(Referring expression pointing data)

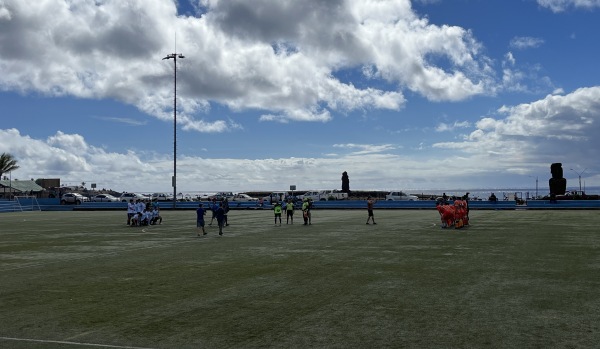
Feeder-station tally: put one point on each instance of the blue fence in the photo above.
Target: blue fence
(54, 205)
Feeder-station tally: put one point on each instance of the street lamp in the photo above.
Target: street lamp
(579, 174)
(174, 56)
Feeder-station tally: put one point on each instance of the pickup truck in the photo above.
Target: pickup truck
(325, 195)
(277, 196)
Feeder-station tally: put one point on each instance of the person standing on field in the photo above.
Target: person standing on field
(131, 210)
(200, 212)
(220, 215)
(277, 210)
(289, 209)
(370, 204)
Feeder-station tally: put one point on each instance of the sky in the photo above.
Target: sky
(402, 95)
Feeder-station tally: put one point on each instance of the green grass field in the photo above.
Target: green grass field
(513, 279)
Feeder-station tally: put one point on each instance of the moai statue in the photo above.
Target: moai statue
(558, 184)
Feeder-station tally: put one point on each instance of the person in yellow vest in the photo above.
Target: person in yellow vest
(289, 209)
(277, 209)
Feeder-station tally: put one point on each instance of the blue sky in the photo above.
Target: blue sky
(430, 94)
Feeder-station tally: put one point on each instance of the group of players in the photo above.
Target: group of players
(219, 212)
(142, 213)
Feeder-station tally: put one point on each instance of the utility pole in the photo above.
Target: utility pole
(174, 56)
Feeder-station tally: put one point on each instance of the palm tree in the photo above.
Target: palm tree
(7, 164)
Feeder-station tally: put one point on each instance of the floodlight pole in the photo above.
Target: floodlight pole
(174, 56)
(579, 175)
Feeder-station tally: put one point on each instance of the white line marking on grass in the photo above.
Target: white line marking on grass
(93, 256)
(70, 343)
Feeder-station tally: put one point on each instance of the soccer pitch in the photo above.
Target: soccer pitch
(513, 279)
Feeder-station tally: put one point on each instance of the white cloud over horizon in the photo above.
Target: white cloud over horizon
(397, 98)
(524, 138)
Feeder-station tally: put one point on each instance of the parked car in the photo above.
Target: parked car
(400, 196)
(105, 198)
(125, 197)
(222, 195)
(73, 198)
(243, 197)
(162, 197)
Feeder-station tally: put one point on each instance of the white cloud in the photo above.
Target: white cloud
(564, 5)
(444, 127)
(558, 128)
(518, 141)
(273, 60)
(524, 42)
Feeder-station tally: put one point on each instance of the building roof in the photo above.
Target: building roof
(21, 186)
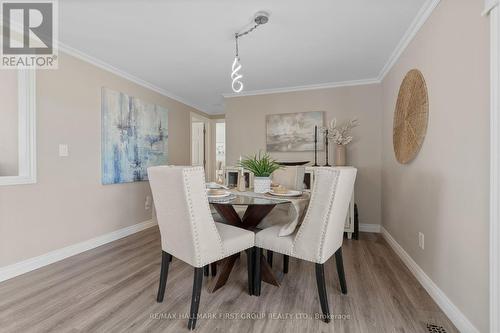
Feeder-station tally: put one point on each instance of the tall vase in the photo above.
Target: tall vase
(340, 152)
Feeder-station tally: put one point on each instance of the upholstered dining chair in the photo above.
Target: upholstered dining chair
(292, 177)
(321, 233)
(188, 231)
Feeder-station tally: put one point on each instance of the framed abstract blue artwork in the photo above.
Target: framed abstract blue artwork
(134, 137)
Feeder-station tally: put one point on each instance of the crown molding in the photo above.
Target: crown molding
(423, 14)
(303, 88)
(112, 69)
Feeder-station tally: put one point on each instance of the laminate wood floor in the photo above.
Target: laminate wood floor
(113, 289)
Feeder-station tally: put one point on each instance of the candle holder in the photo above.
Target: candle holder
(326, 147)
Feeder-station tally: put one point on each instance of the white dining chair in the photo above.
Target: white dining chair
(321, 233)
(188, 231)
(291, 177)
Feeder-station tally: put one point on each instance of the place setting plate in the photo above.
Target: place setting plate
(289, 193)
(217, 193)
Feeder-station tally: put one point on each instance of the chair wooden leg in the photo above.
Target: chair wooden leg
(165, 261)
(257, 272)
(340, 270)
(250, 268)
(195, 298)
(323, 297)
(270, 258)
(286, 260)
(213, 267)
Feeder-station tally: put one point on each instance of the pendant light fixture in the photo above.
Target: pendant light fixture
(237, 85)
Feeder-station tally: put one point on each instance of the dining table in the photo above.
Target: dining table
(256, 207)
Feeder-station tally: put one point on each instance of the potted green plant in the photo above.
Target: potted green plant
(262, 166)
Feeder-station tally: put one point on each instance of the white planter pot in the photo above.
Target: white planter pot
(261, 184)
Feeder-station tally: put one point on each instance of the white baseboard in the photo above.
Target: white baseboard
(454, 314)
(369, 227)
(8, 272)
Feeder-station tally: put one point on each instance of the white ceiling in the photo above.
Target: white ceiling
(186, 47)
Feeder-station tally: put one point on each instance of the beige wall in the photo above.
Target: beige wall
(444, 191)
(246, 132)
(8, 123)
(68, 204)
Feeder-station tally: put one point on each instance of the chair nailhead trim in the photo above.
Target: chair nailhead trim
(324, 221)
(187, 173)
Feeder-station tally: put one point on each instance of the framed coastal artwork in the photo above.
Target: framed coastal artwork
(134, 137)
(293, 131)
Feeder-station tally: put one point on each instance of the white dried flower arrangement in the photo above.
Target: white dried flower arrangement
(341, 135)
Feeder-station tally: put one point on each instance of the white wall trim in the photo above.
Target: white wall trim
(369, 227)
(26, 100)
(419, 20)
(303, 88)
(454, 314)
(494, 170)
(110, 68)
(8, 272)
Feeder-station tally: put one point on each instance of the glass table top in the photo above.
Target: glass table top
(245, 200)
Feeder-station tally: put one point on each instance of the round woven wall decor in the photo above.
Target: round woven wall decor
(410, 117)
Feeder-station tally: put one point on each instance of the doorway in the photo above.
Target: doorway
(198, 153)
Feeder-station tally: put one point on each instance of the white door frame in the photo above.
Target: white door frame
(195, 117)
(494, 168)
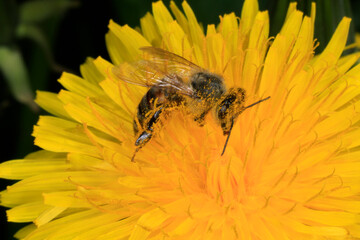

_Your instructions_
Among the records above, extract exactly the lines from the line with "horizon in the photo above." to the line with "car in the photo above.", both lines included, and leave out the rest.

_Reply to the task_
Feeder-station tally: put one point on each instance of the white cloud over horizon in the photo above.
Target: white cloud over horizon
(397, 98)
(524, 138)
Feeder-station tally: put one point on each instance of the parked car in the photo above.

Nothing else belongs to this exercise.